-------- GIVEN RECORDS

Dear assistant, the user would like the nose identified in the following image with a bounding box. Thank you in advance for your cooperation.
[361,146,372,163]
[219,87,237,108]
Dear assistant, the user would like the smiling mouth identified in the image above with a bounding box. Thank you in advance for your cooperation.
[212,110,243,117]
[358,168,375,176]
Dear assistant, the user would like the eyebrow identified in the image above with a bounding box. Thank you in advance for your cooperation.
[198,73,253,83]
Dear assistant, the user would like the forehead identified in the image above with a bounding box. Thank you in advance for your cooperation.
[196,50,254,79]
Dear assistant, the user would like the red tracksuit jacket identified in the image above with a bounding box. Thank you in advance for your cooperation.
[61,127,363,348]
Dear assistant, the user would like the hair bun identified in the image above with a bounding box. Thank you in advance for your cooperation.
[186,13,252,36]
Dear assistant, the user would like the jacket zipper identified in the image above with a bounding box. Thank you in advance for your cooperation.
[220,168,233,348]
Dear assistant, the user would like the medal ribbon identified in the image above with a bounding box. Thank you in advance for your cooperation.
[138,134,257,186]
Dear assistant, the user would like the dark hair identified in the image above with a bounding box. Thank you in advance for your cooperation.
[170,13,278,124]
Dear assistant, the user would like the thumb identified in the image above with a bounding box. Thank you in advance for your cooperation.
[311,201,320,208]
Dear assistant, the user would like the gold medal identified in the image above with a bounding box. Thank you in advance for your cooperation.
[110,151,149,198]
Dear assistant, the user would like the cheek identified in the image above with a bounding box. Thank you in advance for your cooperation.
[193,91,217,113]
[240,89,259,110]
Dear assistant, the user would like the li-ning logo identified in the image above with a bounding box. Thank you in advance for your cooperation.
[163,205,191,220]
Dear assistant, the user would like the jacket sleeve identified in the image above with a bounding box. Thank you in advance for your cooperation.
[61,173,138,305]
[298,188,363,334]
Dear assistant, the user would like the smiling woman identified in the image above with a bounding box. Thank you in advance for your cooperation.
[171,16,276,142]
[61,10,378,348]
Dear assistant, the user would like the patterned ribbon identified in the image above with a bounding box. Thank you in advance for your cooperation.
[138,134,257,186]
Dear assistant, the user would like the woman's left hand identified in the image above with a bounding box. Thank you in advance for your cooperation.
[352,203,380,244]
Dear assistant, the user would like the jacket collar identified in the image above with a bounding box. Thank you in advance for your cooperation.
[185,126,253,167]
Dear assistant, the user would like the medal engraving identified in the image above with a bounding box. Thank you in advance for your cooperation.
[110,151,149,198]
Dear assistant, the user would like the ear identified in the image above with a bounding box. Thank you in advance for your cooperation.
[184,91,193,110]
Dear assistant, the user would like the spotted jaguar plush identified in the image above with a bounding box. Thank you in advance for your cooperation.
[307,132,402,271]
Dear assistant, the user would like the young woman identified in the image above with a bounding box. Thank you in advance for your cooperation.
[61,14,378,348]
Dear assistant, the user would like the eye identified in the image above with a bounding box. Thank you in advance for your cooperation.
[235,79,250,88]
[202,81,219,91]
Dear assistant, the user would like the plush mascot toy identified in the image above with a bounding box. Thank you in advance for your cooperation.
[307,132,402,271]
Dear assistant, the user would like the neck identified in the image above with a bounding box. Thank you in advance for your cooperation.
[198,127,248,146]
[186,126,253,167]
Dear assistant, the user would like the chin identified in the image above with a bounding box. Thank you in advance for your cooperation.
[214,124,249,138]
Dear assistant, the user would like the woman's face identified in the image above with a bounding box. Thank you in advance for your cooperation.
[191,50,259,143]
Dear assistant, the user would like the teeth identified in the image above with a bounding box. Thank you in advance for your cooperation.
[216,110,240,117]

----------------

AIM OF THE EXERCISE
Copy out, character for character, the stretch from the line containing "Dear assistant, the user would like the woman's face" through the final line of the records, both ends included.

TASK RESULT
Dear assistant, the user would like the woman's face identified in the image above with a bounding box. Thank you in advance for your cooperation.
[191,50,259,143]
Dear assistant, the user would like the teeth identified in the image above with a bounding box. Thank you in advance for your cooperation.
[216,110,240,117]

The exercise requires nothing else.